== Passage to read ==
⟨

Filtration Equipment Classifications

  • Classification Criteria:

    • By Driving Force:

      • Gravity Filtration: Flow induced by hydrostatic head, e.g., water purification through sand.

      • Applied Forces: High pressure or vacuum to enhance filtration.

Classification by Filtration Mechanism

  • Cake Filtration: Solids accumulate on the filter’s surface, forming a cake that provides further filtration.

  • Clarifying Filtration: Solids are trapped within the pores of the filter medium.

Objective and Operating Cycles of Filtration

  • By Objective:

    • Dry Solids: Best achieved with cake filtration.

    • Filtrate: Best achieved with depth filtration.

  • By Operating Cycle:

    • Batch Filtration: Intermittent process.

    • Continuous Filtration: Ongoing; allows for cake removal continuously.

Nature of Solids in Filtration

  • Compressible vs Non-compressible: Different properties affecting filtration efficacy.

  • Examples include yeast for compressible cakes and sand or activated carbon for non-compressible cakes.

Types of Filtration

  • Depth Filtration: Constructed with a matrix (e.g., glass wool, filter paper) that traps particles within its structure.

  • Membrane/Absolute Filtration: Utilizes pores smaller than the filtered particles, applicable in ultrafiltration and reverse osmosis. This method is often more expensive.

Filtration Aids

  • Role and Functionality:

    • Aids in processes needing fine solid removal (<5 µm).

    • Applications include catalyst recovery, active pharmaceutical ingredients, and clarification of gray water.

  • Challenges with Fine Solids: Fine solids can lead to a rapid decline in filtration rates due to impermeable coatings on filters; pre-treatment with filter aids can address this issue.

  • Types of Filter Aids: Commonly, diatomite, perlite, and cellulose are used, requiring specific properties like rigidity and inertness.

Diatomite as a Filter Aid

  • Description: Contains microscopic silica skeletons of diatoms.

  • Processing: Mined, calcined, and milled to create various grades.

  • Advantages: Highly porous structure, inert in diverse applications.

Perlite as a Filter Aid

  • Description: Derived from volcanic rock, expanded through heating.

  • Advantages: Lower specific weight than diatomite, which reduces the amount needed for filtration.

Cellulose as a Filter Aid

  • Usage Characteristics: Less common due to higher costs and less filtration efficiency, but valuable for recovery processes and compatibility with hot caustics.

⟩

== Data shown ==
⟨

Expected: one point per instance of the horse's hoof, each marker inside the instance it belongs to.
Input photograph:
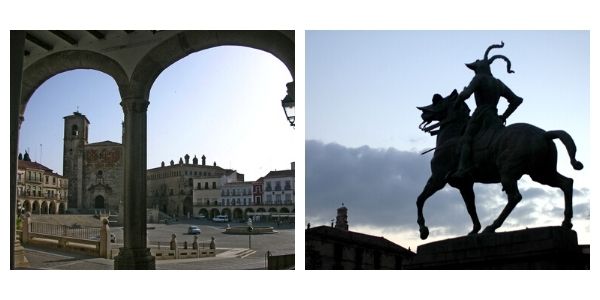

⟩

Continue the notes on filtration equipment from the point where they stop, keeping their format of headings and bulleted points.

Relationship Between Particle Size and Filtration Efficiency

  • Particle size influences the ability to capture fine solids; smaller particles lead to improved clarity but increase resistance.

  • It’s critical to balance clarity with filtration efficiency, dictating optimal filter aid selection.

Filter Medium Characteristics

  • The composition of the filter medium is critical for functionality; it must effectively retain the filter aid while allowing liquid flow.

Types of Utilization for Filter Aids

  • Precoat: Involves establishing a layer of solids on the filter medium for improved filtration.

  • Body Feed: Involves mixing filter aids with the slurry feed to help develop a porous filter cake that promotes higher flow rates and improved clarity.

Filtration Systems with Filter Aids

  • Types of Systems:

    • Plate-and-frame filter presses.

    • Pressure leaf filters (horizontal and vertical).

    • Candle or tubular filters.

    • Nutsche filters.

    • Rotary vacuum drum filters.

Filter Press Functionality

  • Components: Consists of a frame, filter plates covered with cloth, and mechanisms for operations like opening and cleaning.

  • Operational Principle: Slurry is introduced and filtrate is extracted through cloths positioned within alternating plates, creating filter cakes that join when the framework fills up.

Advantages and Disadvantages of Filter Presses

  • Advantages:

    • Versatile for different materials and conditions.

    • Low maintenance costs with a compact footprint.

    • Effective in both cake and filtrate production.

  • Disadvantages:

    • Intermittent operation can lead to higher wear on cloths.

    • Labor-intensive processes may be required for maintenance.